## [Work required]
Please copy the stretch of the listing from the line containing "Task: identify the tall" through the line containing "(1240, 491)", both included, character for character.

## [Provided entries]
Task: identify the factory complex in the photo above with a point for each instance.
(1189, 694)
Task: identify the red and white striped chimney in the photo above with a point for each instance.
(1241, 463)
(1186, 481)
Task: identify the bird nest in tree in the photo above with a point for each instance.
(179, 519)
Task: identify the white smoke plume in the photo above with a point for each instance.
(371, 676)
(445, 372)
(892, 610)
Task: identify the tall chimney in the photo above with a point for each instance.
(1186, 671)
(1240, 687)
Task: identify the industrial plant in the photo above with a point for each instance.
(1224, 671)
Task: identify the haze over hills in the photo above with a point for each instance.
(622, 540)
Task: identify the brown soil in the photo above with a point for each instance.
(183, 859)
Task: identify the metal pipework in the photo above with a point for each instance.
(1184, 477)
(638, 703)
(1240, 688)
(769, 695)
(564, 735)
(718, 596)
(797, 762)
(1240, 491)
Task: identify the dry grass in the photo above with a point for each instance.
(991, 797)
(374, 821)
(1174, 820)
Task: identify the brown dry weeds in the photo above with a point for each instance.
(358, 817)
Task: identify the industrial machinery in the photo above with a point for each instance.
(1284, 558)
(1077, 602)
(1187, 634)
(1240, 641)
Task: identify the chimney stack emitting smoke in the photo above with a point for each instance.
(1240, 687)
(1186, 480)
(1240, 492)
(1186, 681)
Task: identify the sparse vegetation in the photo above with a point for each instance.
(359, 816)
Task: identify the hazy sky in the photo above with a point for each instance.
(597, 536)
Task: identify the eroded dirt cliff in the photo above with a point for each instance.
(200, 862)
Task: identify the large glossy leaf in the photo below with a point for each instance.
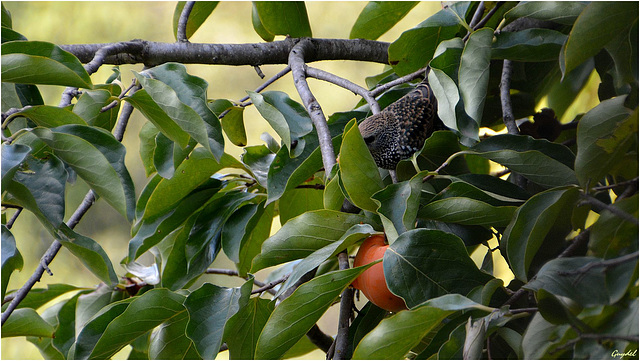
(90, 104)
(406, 57)
(423, 264)
(398, 206)
(243, 329)
(37, 62)
(98, 158)
(532, 222)
(358, 171)
(586, 280)
(597, 24)
(350, 237)
(378, 17)
(540, 161)
(50, 116)
(26, 322)
(473, 75)
(528, 45)
(467, 211)
(11, 257)
(90, 253)
(45, 179)
(192, 92)
(303, 235)
(284, 18)
(291, 320)
(604, 134)
(199, 13)
(103, 336)
(12, 156)
(169, 341)
(395, 336)
(210, 307)
(190, 174)
(563, 12)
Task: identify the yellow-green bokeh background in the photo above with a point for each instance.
(102, 22)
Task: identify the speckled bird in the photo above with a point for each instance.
(400, 129)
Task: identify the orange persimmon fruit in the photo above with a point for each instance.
(372, 282)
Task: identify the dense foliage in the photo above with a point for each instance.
(563, 212)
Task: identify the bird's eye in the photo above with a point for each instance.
(369, 139)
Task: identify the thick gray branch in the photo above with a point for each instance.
(277, 52)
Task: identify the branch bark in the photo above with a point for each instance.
(277, 52)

## [Completed exercise]
Task: identify the tall chimney in the photo above with a point for each instance.
(1186, 671)
(1240, 687)
Task: identify the industrial plant in the photo above with a point for each instance.
(1224, 671)
Task: identify the haze over hills in the photo above with a point for each instance.
(622, 540)
Task: identify the brown soil in the photo above with a point for each instance.
(183, 859)
Task: identify the metal pipework in the photo above with a point for each instance.
(1184, 477)
(638, 703)
(1240, 688)
(769, 695)
(564, 735)
(718, 596)
(797, 762)
(1240, 491)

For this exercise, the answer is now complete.